__Written problem A__: In the internship blog post, retype the stretch from "The end of the" through "a wonderful summer!" word for word.
__Written problem B__: Condense the paragraph of the internship blog post that begins "After an enlightening lunch" into one shorter sentence that keeps its main facts.

Tuesday, August 16, 2016

August 16: LAST DAY

Last day before the presentation! This morning, I went over my presentation twice, once with the interns and once with my adviser, then revised it based on their suggestions.

The interns went to Crossroads for lunch. I went to get manicotti (spelling?) and it was out. They refilled it, so I went to get the breadstick that came with it and they ran out. Great timing on my part. 

After an enlightening lunch full of Never Have I Ever and two truths and a lie (Maria has never been in a pillow fight and Nathan used to participate in surfing competitions when he lived in Florida), I headed back to play catch up on blogs (best game of the day, right?) and put the finishing touches on my presentation. 

The end of the internship is bittersweet. I get more free time but now I have to work on summer homework (again, joking - I'll miss Carlson and the reading room and all of the wonderful people I met here!). Only the presentation is left (possibly the worst part).

Here is a list of the things I have learned:
  • walking in a circle several times is not the most effective way to find things
  • I am earth (at least according to Madi and Maria-see last post)
  • computers are terrifying
  • ask for help even if you think you are being annoying
  • the Joker makes me laugh
  • files can be compressed
  • I can compress and extract files
  • which button to press when compressing and extracting files
  • how to find/move/copy/save files
  • also, some astronomy
To everyone I worked with at RIT: Thank you for a wonderful summer!

__Supplied information__:
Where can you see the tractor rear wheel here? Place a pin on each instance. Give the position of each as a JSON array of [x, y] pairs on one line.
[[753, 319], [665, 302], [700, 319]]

__Final result A__:
The end of the internship is bittersweet. I get more free time but now I have to work on summer homework (again, joking - I'll miss Carlson and the reading room and all of the wonderful people I met here!). Only the presentation is left (possibly the worst part).

Here is a list of the things I have learned:
  • walking in a circle several times is not the most effective way to find things
  • I am earth (at least according to Madi and Maria-see last post)
  • computers are terrifying
  • ask for help even if you think you are being annoying
  • the Joker makes me laugh
  • files can be compressed
  • I can compress and extract files
  • which button to press when compressing and extracting files
  • how to find/move/copy/save files
  • also, some astronomy
To everyone I worked with at RIT: Thank you for a wonderful summer!

__Final result B__: After a lunch of Never Have I Ever and two truths and a lie, which revealed that Maria has never been in a pillow fight and that Nathan once entered surfing competitions while living in Florida, I went back to catch up on blogs and finish my presentation.